**TASK TO COMPLETE**
Where does the string "thorax" appear in the records? Copy each line that holds it.

━━ DATA IN THIS EXERCISE ━━

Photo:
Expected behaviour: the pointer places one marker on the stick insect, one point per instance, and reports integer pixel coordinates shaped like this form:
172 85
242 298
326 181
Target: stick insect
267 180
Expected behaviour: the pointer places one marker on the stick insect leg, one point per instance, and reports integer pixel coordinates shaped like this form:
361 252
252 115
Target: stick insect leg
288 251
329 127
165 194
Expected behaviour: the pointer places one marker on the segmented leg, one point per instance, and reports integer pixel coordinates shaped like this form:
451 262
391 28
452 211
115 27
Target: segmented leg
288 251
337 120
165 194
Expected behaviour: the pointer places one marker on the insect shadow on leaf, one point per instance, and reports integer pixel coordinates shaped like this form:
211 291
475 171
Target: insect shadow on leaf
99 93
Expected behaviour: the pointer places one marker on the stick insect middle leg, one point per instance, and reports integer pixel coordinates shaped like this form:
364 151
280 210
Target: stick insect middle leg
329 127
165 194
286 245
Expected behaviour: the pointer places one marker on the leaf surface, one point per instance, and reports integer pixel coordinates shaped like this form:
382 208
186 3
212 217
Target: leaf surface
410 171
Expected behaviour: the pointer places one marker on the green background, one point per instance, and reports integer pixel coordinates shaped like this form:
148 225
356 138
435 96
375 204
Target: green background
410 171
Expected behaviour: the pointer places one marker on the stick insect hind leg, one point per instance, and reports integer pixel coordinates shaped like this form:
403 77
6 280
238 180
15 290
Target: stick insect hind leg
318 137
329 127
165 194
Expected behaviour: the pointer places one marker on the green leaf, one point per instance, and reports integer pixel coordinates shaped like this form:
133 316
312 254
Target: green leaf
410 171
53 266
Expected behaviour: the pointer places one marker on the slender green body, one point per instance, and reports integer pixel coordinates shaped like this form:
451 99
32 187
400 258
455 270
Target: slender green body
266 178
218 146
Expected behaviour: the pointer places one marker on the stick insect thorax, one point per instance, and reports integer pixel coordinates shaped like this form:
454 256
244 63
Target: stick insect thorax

━━━

**SOLUTION**
Expected behaviour: the pointer places one marker on the stick insect thorax, one point per instance, and reports integer pixel coordinates shaped like this form:
Target: stick insect thorax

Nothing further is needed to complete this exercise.